## Probier es aus:
Wie lautet der Abschnitt der Filmkritik, der mit den Worten „Der Neunjährige hat’s“ beginnt und mit „seiner Zuschauer sicher.“ endet, wenn man darin „Applaus“ durch „Beifall“ ersetzt?

## Ausgewählter Text:
>>>

Rund um dieses komödiantische Naturtalent verströmen renommierte Schauspieler wie Joachim Król, Sönke Möhring oder Hedi Kriegeskotte viel authentisches Ruhrpott-Gefühl. Die Berlinerin Luise Heyer schenkt der depressiven Mutter viel zerbrechliche Traurigkeit und starke Emotion.
DIE KRITIK: „Der Junge muss an die frische Luft“ folgt – wie viele Film-Biografien – keinem massiv geknüpften Handlungs-Strang mit großem Showdown. Das Werk erinnert mehr an eine Perlenkette aus vielen kleinen Episoden und Anekdoten, Komödien und Tragödien. Diese Perlen glänzen, was das Zeug hält – mal strahlend schön, mal düster und voll von Traurigkeit. Und aus der kleinen, sehr privaten Geschichte einer Kindheit entsteht ganz großes Kino.
Man ist also zu Gast bei der Familie Kerkeling in Recklinghausen. Einfache Leute: Der Vater (Sönke Möhring) ist als Tischler oft auf Montage; die Mutter (Luise Heyer) arbeitet im Laden der Oma (Hedi Kriegeskotte) als Verkäuferin. Und der kleine Hans-Peter (Julius Weckauf) flitzt zwischen Schule, Freunden und Elternhaus dahin.
Der Neunjährige hat’s nicht ganz leicht bei den Gleichaltrigen, weil er als pummeliges Kind gern mal verspottet wird. Doch (gutmütiger) Spott liegt ihm selbst im Blut. Er hat die Anlage zum Parodisten: Wenn er Kunden aus dem Laden oder auch TV-Berühmtheiten imitiert, ist ihm der Applaus seiner Zuschauer sicher.
Hans-Peter belässt es nicht bei Worten. Ein paar improvisierte Requisiten, und er verwandelt sich in einen kleinen Mann mit Schnauzbart (wie später Hape Kerkelings berühmte Figur Horst Schlämmer). Oder er bettelt so lange, bis man ihm für den Karneval ein Kleid schneidert, weil er sich nicht als Indianer oder Pirat kostümieren will, sondern als Prinzessin.
Das klingt nach heiler Welt und ist es auch. Doch das Unheil naht mit großen Schritten. Die herb-resolute und zugleich sehr liebevolle Oma Änne wird krank und stirbt. Schwer zu verkraften für den Enkel, der sehr an ihr hing. Noch schlimmer ist aber der Zustand der Mutter, die immer heftiger mit Depressionen ringt. Wenn Hans-Peter versucht, sie aufzuheitern, hat das etwas Verzweifeltes.
Eines Abends, ihr Mann ist wieder einmal auf Montage, zieht sich die Mutter früh ins Bett zurück. Während Hans-Peter im Nachbarzimmer sitzt, schluckt sie die Schlaftabletten, die ihr Leben beenden. Der Sohn ahnt, dass die Geräusche und dann die Stille von nebenan nichts Gutes verheißen. Als klar wird, dass die Mutter tot ist, zerreißt es ihm das Herz.

<<<

## Bereitgestellte Daten:
>>>

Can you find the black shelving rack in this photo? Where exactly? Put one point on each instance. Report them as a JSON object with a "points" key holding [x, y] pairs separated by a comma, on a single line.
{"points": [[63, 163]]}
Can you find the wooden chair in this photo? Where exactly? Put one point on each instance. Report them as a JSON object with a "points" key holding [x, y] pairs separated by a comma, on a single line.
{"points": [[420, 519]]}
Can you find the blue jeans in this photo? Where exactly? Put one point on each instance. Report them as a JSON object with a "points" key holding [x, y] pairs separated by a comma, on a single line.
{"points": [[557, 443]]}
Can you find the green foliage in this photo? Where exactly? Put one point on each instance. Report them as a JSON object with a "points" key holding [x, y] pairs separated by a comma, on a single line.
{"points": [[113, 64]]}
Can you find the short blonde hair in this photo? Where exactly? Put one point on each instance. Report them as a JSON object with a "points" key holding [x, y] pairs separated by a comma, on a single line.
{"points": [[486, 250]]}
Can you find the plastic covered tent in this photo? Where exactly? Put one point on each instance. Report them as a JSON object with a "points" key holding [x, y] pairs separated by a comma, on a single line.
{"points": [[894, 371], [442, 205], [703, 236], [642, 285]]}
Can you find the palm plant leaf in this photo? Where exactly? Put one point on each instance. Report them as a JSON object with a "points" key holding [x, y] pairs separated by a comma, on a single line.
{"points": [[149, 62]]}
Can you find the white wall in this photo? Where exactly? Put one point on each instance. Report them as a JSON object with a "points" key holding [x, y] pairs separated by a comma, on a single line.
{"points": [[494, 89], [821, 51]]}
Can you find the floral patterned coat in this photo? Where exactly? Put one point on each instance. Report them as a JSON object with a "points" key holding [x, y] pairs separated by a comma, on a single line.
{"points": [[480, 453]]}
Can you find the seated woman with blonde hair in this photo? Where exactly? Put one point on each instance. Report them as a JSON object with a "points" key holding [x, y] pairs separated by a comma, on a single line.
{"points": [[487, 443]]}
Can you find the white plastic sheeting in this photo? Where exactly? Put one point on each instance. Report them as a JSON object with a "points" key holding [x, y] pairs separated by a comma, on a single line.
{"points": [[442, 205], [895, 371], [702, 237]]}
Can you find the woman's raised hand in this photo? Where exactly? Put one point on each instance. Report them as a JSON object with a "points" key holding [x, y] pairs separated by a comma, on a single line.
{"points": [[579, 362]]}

<<<

## Erwartete Ausgabe:
Der Neunjährige hat’s nicht ganz leicht bei den Gleichaltrigen, weil er als pummeliges Kind gern mal verspottet wird. Doch (gutmütiger) Spott liegt ihm selbst im Blut. Er hat die Anlage zum Parodisten: Wenn er Kunden aus dem Laden oder auch TV-Berühmtheiten imitiert, ist ihm der Beifall seiner Zuschauer sicher.